* Recorded data:
== Segment start ==

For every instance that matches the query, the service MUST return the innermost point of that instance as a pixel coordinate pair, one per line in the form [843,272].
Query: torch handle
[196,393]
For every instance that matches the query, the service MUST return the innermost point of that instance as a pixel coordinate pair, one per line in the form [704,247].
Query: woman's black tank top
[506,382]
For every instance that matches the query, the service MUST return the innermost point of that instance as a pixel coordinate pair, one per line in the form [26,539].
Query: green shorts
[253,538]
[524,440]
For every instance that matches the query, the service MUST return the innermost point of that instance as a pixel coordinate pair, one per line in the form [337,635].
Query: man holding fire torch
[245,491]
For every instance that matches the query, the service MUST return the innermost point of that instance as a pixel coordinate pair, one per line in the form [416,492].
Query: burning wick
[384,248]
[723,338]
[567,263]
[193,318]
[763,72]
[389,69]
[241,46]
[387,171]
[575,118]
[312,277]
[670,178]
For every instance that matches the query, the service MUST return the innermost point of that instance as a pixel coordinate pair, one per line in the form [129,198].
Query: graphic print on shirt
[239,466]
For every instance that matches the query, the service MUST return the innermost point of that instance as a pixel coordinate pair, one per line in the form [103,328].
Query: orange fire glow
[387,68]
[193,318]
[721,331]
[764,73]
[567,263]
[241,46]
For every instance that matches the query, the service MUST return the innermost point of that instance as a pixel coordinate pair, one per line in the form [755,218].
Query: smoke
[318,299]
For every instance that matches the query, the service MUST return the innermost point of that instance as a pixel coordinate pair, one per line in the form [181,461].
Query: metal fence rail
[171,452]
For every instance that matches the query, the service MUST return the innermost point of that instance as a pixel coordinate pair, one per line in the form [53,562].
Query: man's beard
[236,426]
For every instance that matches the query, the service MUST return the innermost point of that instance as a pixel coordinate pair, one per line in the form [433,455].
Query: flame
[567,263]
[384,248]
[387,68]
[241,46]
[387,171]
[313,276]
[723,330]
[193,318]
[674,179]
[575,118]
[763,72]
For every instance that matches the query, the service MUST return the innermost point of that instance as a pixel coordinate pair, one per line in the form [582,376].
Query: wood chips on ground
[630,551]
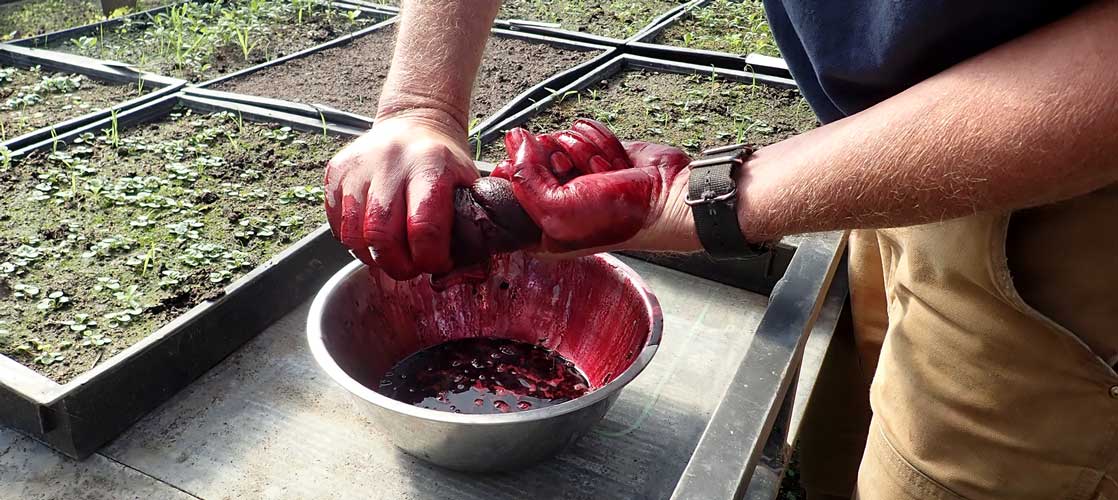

== Segment end ==

* Exercise aim: Some lines in the data above hold the string "that". Find and copy each of them.

* The answer:
For every instance that matches the query, the service MUST return the innermost point of that instance as a pixel coordinate pair, one per line in the form [843,272].
For every instance that matches the query, the service MUST return the innermost point of that instance as a pixel coordinate pair, one per line in the form [704,247].
For every instance that matches the query, the service MUST return the innermost point of that instance as a pixel coordinate pair, one per line in the form [26,539].
For every instance that matches the query, the service MUST return the innermost point of that instance as a pixel coordinate pair, one per line in the form [337,635].
For every instance that matches the query, the service MUST return the innermost point of that instance as a pixel coordinate pair, one per line in the form [416,492].
For every instance that matches the query, the service MUST return the innermost point of that instance as a pixel coordinate pair, one per line in the form [129,198].
For every instance that matches the query, the service MUST return the innermost point of that instance as a pixel coordinate pair, one per line in the form [103,328].
For every instance that matches the query, the service MUST return the innermost point of that instance as a pixel coordinate pair, one per line in the form [755,218].
For every instance that matches the query, the service MUST return the innermost point of that instance as a pixel coordinate pair, one per line in the form [181,461].
For every instance that matches the query, the service MUST return the innermost point of that instance as a pixel coordinate pair, one per line in the form [53,562].
For every instance that matches the query, the service MUST return the innermost point of that instance as a pixel coordinate pair, one per line in the form [433,455].
For every instance that matches the query, the service MUST return the innermost point of that instance as a pixel coordinate pair, one per line in the form [582,376].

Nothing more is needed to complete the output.